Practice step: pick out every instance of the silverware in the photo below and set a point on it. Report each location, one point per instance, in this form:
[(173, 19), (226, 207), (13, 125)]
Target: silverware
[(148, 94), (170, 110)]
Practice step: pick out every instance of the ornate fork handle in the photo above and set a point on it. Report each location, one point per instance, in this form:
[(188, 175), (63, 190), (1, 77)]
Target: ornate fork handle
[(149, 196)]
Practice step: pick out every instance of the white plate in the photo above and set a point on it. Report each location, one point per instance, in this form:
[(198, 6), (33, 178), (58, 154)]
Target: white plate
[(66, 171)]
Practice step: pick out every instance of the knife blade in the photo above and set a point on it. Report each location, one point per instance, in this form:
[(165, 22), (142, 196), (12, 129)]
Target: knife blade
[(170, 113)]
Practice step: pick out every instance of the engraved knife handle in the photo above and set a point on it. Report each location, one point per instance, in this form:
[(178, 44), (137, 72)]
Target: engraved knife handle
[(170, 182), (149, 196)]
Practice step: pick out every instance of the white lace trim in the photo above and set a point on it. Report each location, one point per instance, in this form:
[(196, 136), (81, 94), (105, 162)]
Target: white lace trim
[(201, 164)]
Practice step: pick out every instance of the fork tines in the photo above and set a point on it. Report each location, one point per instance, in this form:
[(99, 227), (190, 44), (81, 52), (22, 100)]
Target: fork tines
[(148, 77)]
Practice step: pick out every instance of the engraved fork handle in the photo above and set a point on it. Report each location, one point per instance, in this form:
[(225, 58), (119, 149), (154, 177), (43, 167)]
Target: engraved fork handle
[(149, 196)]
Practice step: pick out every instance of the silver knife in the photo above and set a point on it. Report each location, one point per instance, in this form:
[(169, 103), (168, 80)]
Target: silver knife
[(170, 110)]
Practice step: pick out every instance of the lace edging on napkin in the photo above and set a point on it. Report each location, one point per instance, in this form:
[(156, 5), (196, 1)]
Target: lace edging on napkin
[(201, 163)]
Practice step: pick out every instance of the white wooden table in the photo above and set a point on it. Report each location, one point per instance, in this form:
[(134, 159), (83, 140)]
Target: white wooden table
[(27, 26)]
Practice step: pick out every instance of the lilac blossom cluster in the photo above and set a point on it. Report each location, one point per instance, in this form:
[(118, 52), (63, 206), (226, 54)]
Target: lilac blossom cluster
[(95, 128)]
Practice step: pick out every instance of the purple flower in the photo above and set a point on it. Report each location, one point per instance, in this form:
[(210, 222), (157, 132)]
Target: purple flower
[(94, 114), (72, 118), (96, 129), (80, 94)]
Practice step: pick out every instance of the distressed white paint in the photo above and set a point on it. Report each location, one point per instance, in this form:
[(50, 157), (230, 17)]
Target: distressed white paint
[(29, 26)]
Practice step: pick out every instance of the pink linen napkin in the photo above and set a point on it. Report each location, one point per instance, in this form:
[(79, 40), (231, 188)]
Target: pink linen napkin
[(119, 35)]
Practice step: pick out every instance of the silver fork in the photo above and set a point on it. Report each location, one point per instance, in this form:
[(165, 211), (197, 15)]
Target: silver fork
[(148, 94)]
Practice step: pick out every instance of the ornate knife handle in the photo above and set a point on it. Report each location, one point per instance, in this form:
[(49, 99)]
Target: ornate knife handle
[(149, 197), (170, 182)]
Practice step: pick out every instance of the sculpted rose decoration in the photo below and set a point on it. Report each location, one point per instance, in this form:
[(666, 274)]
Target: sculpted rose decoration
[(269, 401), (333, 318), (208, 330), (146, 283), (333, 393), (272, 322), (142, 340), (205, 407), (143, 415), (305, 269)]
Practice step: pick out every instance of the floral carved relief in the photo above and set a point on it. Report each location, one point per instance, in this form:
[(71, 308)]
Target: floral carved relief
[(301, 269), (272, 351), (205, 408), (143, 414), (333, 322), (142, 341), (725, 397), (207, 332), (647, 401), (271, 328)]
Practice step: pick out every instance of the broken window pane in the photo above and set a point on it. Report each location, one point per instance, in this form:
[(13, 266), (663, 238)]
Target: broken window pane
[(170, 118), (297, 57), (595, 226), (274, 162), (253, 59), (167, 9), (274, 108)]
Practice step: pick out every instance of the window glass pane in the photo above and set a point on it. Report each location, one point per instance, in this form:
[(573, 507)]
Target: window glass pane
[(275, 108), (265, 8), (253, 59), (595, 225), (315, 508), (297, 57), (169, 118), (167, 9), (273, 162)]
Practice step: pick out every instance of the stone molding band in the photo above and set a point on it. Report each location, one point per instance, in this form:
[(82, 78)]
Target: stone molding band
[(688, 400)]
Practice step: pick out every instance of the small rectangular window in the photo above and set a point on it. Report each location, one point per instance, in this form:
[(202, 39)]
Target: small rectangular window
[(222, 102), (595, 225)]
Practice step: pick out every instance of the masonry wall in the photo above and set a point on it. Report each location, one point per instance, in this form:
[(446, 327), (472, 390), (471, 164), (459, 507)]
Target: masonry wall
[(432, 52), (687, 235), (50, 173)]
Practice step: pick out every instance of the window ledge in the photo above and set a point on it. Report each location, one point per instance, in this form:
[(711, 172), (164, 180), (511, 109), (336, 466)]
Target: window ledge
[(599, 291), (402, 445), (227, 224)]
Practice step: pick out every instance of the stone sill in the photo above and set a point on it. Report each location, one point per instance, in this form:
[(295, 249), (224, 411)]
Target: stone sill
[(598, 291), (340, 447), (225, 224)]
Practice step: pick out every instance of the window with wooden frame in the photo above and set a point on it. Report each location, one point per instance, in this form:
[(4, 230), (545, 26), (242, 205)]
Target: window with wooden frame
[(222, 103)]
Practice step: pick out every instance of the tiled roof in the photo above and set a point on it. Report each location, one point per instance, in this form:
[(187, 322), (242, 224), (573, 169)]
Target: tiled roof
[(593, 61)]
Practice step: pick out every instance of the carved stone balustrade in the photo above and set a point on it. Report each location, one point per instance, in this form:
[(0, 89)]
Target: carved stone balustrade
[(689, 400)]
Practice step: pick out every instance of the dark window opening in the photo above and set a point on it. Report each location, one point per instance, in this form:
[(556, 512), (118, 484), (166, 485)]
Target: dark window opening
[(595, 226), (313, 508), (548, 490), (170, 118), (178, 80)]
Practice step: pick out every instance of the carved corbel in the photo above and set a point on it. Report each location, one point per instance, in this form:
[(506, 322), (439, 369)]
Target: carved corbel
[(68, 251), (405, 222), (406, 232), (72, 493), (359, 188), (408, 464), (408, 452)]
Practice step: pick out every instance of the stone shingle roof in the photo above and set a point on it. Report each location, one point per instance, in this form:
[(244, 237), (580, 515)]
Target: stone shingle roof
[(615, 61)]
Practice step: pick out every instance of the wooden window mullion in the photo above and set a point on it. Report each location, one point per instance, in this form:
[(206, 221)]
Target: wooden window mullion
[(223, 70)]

::::

OBJETIVO DO EXERCÍCIO: Repita, sem qualquer alteração, as linhas do material acima, começando pela que contém "Practice step: pick out every instance of the purple" e terminando na que contém "[(119, 35)]", ambas incluídas.

RESULTADO OBTIDO:
Practice step: pick out every instance of the purple flower in the photo above and set a point on it. Report each location, one point per instance, in this form:
[(210, 222), (157, 132)]
Target: purple flower
[(94, 114), (72, 118), (96, 129), (80, 94)]
Practice step: pick out every instance of the distressed white paint in the photo above and set a point on it. Report each location, one point per instance, in this form:
[(50, 157), (230, 17)]
Target: distressed white paint
[(29, 26)]
Practice step: pick out every instance of the pink linen napkin in the photo above and set a point on it. Report each location, one point per instance, in this form:
[(79, 40), (231, 188)]
Target: pink linen napkin
[(119, 35)]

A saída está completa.